*TO DO:*
Omit each picture as you copy the entries exactly.

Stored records
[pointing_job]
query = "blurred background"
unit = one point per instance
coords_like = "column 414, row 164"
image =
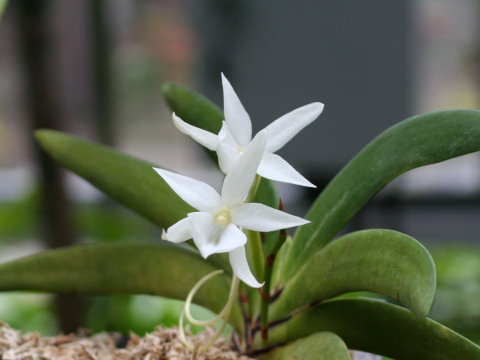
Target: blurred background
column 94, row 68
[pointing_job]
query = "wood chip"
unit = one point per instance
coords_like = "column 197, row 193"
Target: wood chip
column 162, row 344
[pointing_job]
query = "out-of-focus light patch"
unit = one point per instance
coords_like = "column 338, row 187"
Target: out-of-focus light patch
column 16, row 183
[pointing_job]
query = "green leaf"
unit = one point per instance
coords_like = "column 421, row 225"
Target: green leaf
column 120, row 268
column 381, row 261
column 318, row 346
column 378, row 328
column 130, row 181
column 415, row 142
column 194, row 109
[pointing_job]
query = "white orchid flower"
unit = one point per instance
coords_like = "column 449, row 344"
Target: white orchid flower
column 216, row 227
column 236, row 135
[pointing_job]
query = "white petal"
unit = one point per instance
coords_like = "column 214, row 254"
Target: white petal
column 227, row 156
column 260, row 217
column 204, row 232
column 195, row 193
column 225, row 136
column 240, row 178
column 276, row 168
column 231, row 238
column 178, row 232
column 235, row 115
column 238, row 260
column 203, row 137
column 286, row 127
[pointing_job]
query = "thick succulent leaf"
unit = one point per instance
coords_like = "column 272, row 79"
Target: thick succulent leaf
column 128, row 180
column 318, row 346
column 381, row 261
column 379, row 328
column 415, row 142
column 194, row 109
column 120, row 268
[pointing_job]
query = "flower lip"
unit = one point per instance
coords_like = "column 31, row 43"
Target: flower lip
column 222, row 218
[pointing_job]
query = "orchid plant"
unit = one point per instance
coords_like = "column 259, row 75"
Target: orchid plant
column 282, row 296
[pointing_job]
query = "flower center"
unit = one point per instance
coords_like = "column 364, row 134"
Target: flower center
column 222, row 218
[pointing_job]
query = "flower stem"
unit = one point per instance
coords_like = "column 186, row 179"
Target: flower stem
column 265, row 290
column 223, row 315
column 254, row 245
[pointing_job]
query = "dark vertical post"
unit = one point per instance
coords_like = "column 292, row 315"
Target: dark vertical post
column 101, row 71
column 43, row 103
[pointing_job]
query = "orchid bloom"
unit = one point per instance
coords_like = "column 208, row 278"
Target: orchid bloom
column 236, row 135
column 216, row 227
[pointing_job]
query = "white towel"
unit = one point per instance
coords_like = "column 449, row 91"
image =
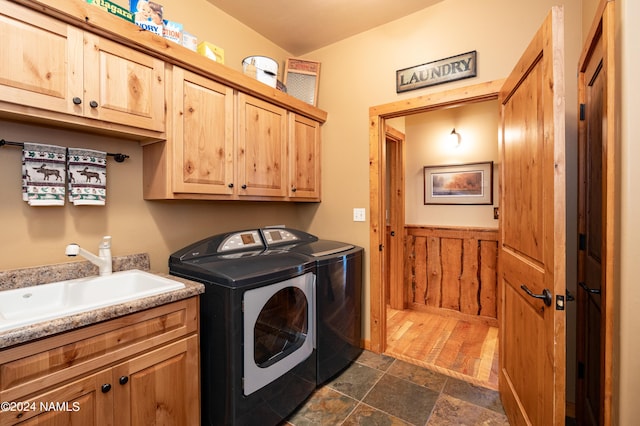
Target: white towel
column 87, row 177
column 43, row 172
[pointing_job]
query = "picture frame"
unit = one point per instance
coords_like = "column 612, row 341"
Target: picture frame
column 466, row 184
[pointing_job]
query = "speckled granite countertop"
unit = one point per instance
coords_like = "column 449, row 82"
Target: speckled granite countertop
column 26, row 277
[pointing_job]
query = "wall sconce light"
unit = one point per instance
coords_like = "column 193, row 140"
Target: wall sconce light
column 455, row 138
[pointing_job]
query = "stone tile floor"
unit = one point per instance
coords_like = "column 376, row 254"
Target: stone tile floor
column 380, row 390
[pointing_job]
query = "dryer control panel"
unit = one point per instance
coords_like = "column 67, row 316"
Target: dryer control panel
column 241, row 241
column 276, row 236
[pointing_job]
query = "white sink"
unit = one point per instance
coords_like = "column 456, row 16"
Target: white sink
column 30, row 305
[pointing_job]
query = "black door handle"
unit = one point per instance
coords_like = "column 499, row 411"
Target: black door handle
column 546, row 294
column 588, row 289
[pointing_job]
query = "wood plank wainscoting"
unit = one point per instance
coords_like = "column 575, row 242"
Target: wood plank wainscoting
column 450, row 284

*SOLUTION TO THE PROBLEM:*
[pointing_job]
query = "blurred background"
unit = one point per instance
coords_like = "column 414, row 164"
image =
Target: blurred background
column 94, row 68
[pointing_job]
query = "wood chip"
unit = one point per instance
coords_like = "column 197, row 193"
Target: wood chip
column 162, row 344
[pointing_job]
query = "out-of-focus light patch"
unit = one point per instance
coords_like = "column 338, row 187"
Target: out-of-focus light patch
column 16, row 183
[pointing_job]
query = "green leaf"
unit = one point per instance
coords_like = "column 421, row 225"
Target: green leaf
column 120, row 268
column 381, row 261
column 318, row 346
column 378, row 328
column 130, row 181
column 415, row 142
column 194, row 109
[pointing_job]
query = "white orchid flower"
unit = one point per instance
coords_like = "column 449, row 344"
Target: white orchid flower
column 216, row 227
column 236, row 135
[pointing_job]
query = "white petal"
unit = one point per instance
coords_like = "column 214, row 254"
Target: white petal
column 227, row 156
column 260, row 217
column 204, row 232
column 195, row 193
column 225, row 136
column 240, row 178
column 276, row 168
column 231, row 238
column 178, row 232
column 235, row 115
column 238, row 260
column 203, row 137
column 286, row 127
[pointing_job]
query = "thick succulent leaf"
unit = one point per instance
coords_like = "column 272, row 79"
Target: thick succulent leaf
column 128, row 180
column 318, row 346
column 381, row 261
column 379, row 328
column 415, row 142
column 194, row 109
column 120, row 268
[pointing_job]
query = "flower lip"
unit = one point per instance
coords_like = "column 31, row 43"
Target: flower lip
column 222, row 218
[pointing_job]
query = "orchid plant"
unit = one point per instance
coords_like = "column 259, row 75"
Target: orchid plant
column 282, row 296
[pointing_job]
query = "flower center"
unit = one point per instance
coords_like = "column 364, row 134"
Target: flower center
column 222, row 218
[pointing_job]
query = "flower stem"
unit = one point per instance
coords_like = "column 186, row 179"
Target: flower stem
column 265, row 290
column 223, row 315
column 254, row 245
[pointing_job]
query = "dark vertical post"
unit = one point per instance
coords_like = "column 292, row 315"
Target: dark vertical post
column 101, row 71
column 43, row 103
[pointing_job]
query = "orchid bloom"
unit = one point per instance
coords_like = "column 208, row 278"
Target: orchid bloom
column 236, row 135
column 216, row 227
[pointing_job]
query = "white towel"
unit = one point per instance
coords_like = "column 449, row 91"
image =
Target: white towel
column 87, row 177
column 43, row 172
[pointing_job]
query = "picture frame"
unit = one point per instance
coords_like = "column 612, row 341"
Target: picture frame
column 466, row 184
[pointing_job]
query = "speckled granite countertop"
unit = one point per instance
coords_like = "column 449, row 82"
Target: speckled granite countertop
column 26, row 277
[pointing_job]
query = "wall sconce light"
unit = one point per instance
coords_like = "column 193, row 140"
Target: wall sconce light
column 455, row 138
[pointing_job]
query = "stone tile floor"
unit = one point per instance
coords_like = "column 376, row 254"
Target: stone tile floor
column 380, row 390
[pointing_job]
query = "dryer control panel"
unit = one point per instance
coords_like = "column 67, row 316"
Target: dryer control panel
column 241, row 241
column 276, row 236
[pointing_job]
query = "white sink"
unit = one point per instance
coords_like = "column 456, row 16"
Target: white sink
column 30, row 305
[pointing_job]
query = "black door handle"
unit = one point per instance
coords_like = "column 499, row 411"
Target: black door handle
column 546, row 294
column 588, row 289
[pointing_job]
query = "wood plank wainscoting"
unit = one point per instance
coords_like = "column 575, row 242"
Target: wood plank wainscoting
column 450, row 284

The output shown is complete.